SOURCE EXCERPT -
· · · · ·

No idea pal, it is recommended for brewing and it cost $140. After a couple of years when it doesn't work as designed I'll order another.


----------



## Lyrebird_Cycles (7/9/17)

razz said:


> After a couple of years when it doesn't work as designed I'll order another.



I'd be surprised if it lasts that long but having not used this model I can't know.

As I understand it there's no need to replace the whole thing, the sensor is designed as a consumable and is a straight plug and play replacement. I don't know how much they cost. 

It looks like the sampling sheets are designed to reduce the fouling problem, again I don't know how much they cost.


----------



## Danscraftbeer (7/9/17)

AD-11. From Perth Scientific. (thumbs up smiley?) http://www.perthscientific.com.au/product/pocket-ph-tester/?v=fdd13832cd81
I'll stay with what I learned with. Personal helpful phone conversation. They're good guys. I got a replacement sensor for ~$70 after 18 months when the first one went wonky. That is getting good mileage for a pH probe.

· · · · ·

EXERCISE SET -
1/ In the pH meter thread, about how much did Danscraftbeer pay for a replacement sensor?
2/ List every forum username that appears in the pH meter thread.
3/ From the pH meter thread, extract the stretch from "It looks like" through "## Danscraftbeer (7/9/17)".
The data after this point has no connection to the pH meter thread.

DATASET EXCERPTS -
· · · · ·

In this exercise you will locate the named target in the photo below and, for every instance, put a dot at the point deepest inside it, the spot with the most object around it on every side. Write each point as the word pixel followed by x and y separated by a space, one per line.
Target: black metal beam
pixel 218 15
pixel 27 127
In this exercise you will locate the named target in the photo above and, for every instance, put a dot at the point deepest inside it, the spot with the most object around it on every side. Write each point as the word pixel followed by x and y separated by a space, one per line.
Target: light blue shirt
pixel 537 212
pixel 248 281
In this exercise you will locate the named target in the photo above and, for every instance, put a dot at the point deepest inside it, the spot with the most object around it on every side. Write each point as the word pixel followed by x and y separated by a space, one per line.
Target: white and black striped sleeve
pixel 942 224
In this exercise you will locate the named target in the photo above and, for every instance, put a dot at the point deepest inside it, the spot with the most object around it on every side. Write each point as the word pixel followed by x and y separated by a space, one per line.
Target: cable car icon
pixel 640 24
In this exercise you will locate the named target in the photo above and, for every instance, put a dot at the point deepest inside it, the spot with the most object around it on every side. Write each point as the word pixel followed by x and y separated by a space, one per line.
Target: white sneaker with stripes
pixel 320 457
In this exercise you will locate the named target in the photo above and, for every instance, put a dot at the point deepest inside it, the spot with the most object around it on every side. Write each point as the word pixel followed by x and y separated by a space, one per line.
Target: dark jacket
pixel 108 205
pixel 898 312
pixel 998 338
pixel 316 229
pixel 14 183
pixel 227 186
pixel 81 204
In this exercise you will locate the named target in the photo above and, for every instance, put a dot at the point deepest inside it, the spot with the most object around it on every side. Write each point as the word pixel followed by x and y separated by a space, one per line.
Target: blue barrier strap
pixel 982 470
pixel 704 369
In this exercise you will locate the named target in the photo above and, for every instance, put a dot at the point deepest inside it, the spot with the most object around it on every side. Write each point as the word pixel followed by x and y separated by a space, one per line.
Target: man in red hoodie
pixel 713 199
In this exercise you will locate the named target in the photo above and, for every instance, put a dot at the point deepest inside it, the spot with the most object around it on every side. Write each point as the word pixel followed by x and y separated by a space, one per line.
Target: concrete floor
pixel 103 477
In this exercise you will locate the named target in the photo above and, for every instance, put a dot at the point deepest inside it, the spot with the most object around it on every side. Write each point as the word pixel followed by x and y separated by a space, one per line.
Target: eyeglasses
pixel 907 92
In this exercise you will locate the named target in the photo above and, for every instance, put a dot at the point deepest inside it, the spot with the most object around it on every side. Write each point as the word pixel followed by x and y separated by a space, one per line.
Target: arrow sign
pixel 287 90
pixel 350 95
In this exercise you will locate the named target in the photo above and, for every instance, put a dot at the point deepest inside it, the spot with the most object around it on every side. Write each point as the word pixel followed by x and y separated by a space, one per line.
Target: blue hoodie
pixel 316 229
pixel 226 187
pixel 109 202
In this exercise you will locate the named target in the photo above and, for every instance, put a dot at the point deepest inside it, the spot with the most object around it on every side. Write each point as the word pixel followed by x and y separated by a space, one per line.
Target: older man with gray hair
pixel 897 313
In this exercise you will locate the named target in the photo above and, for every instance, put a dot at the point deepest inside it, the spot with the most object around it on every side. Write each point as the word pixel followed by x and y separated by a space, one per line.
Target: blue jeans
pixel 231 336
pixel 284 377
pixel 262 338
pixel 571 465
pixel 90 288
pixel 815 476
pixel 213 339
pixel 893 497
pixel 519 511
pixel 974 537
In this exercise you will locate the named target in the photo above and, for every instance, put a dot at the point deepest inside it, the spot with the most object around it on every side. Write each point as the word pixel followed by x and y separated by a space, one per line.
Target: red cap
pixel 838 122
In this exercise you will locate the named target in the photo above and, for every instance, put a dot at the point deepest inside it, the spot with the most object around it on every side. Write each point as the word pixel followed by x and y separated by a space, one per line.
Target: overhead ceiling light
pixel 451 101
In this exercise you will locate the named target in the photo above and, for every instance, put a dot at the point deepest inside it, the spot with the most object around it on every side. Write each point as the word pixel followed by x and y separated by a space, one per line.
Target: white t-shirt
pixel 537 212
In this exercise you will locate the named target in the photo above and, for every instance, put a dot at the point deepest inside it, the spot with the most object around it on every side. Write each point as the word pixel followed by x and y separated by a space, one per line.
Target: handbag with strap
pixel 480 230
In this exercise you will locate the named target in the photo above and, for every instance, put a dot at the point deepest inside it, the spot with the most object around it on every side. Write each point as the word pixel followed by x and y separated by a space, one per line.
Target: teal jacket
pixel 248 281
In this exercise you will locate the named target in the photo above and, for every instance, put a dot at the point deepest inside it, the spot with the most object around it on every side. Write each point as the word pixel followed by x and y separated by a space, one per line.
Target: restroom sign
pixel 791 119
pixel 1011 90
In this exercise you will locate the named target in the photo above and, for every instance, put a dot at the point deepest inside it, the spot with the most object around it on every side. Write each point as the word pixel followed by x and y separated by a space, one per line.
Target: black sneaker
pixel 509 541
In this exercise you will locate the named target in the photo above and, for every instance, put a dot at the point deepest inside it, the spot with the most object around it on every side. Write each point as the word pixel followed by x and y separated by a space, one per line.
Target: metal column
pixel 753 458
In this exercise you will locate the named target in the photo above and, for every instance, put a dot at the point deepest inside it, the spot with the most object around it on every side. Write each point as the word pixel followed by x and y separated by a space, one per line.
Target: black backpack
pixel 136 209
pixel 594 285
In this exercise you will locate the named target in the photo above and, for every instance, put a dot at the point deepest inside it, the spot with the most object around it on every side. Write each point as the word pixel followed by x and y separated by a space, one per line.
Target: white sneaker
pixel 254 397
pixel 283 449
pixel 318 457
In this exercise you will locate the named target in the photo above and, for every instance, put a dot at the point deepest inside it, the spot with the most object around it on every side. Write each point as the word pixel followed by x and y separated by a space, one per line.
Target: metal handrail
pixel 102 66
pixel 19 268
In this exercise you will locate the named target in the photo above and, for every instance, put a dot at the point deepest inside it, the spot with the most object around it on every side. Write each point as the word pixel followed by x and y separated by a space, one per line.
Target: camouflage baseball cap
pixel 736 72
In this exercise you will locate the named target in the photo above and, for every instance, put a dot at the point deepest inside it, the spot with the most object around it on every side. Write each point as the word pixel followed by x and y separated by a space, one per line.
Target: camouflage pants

· · · · ·

OUTPUTS IN ORDER -
1/ About $70.

2/ razz, Lyrebird_Cycles, Danscraftbeer

3/
It looks like the sampling sheets are designed to reduce the fouling problem, again I don't know how much they cost.


----------



## Danscraftbeer (7/9/17)